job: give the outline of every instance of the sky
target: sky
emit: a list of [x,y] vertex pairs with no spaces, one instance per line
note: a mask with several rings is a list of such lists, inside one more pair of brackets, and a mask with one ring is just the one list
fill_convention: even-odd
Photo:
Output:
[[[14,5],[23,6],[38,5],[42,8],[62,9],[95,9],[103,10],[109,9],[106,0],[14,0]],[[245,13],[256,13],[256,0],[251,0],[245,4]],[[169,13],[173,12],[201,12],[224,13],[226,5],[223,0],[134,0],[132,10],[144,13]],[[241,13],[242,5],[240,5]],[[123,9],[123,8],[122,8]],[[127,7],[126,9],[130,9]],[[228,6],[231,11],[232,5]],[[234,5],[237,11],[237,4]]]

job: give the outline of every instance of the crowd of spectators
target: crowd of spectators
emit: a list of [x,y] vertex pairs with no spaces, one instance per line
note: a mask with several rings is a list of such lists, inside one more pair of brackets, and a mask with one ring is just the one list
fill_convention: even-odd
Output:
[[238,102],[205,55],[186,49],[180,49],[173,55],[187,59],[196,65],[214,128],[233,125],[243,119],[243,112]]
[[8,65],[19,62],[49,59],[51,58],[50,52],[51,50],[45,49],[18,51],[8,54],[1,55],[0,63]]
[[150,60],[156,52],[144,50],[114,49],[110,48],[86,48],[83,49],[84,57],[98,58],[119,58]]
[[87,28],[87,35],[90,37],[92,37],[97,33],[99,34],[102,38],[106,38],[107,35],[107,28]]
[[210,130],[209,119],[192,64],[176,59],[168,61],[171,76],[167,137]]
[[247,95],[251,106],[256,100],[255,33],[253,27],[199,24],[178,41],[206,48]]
——
→ Requirement: Add -20 to every x and y vertex coordinate in the polygon outlines, then rewrite every line from the one containing "job: give the outline of every instance of the crowd" through the end of the records, inclusive. Keep the request lines, and change only the coordinates.

→ Result of this task:
job: give the outline of every instance of the crowd of spectators
target: crowd of spectators
emit: a list of [x,y] vertex pairs with no spaces, one instance per line
note: a mask with several rings is a list of such lists, inside one more pair of brackets, and a mask with one ring is just the one list
fill_convention: even-odd
Output:
[[218,82],[185,35],[166,29],[160,29],[153,35],[167,39],[176,45],[194,108],[213,105],[223,99],[223,92]]
[[-12,45],[-1,42],[29,39],[31,38],[30,32],[31,30],[25,29],[-2,31],[-12,34],[-19,35],[-20,43]]
[[130,40],[136,32],[124,30],[94,29],[90,28],[66,28],[63,29],[64,37],[78,38],[99,38]]
[[67,8],[67,15],[70,17],[72,17],[77,13],[79,14],[82,18],[86,18],[87,15],[87,8]]
[[190,110],[189,99],[172,44],[156,39],[148,41],[151,56],[147,117]]
[[227,75],[231,86],[236,80],[235,13],[233,7],[179,4],[158,21],[186,28]]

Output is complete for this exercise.